_YOUR INSTRUCTIONS:_
Word for word, please restate the lines from the beginning of the data through the line in which "--ring-rule even-odd" appears.

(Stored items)
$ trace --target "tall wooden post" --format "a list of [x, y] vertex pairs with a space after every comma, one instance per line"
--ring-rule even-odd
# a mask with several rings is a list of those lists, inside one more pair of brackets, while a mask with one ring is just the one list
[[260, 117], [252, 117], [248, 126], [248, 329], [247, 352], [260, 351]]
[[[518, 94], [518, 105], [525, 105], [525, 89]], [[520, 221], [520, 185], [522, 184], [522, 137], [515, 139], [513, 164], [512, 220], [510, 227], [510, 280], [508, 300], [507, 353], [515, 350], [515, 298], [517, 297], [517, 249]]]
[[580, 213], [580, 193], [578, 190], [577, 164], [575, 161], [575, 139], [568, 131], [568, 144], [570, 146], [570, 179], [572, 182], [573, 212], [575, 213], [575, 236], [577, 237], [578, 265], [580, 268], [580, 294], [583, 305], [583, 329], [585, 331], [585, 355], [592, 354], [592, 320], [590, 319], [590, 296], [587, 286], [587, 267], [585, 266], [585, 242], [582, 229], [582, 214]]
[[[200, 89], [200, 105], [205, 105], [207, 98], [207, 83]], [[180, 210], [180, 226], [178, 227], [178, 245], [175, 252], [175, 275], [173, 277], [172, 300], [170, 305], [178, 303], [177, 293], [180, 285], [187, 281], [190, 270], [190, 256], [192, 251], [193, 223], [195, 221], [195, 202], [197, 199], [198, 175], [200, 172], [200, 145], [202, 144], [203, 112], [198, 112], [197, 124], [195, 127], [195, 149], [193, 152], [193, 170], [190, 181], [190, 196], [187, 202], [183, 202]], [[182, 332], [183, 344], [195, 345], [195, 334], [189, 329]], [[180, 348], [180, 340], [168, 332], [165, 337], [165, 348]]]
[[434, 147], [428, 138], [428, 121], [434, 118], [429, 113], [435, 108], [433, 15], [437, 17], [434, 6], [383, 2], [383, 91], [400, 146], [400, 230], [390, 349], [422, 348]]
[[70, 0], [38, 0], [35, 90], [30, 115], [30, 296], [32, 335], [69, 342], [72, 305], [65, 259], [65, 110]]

_ANSWER BELOW:_
$ trace --target "tall wooden post" --format "a list of [x, y] vertex pairs with a space after every comma, one instance per line"
--ring-rule even-odd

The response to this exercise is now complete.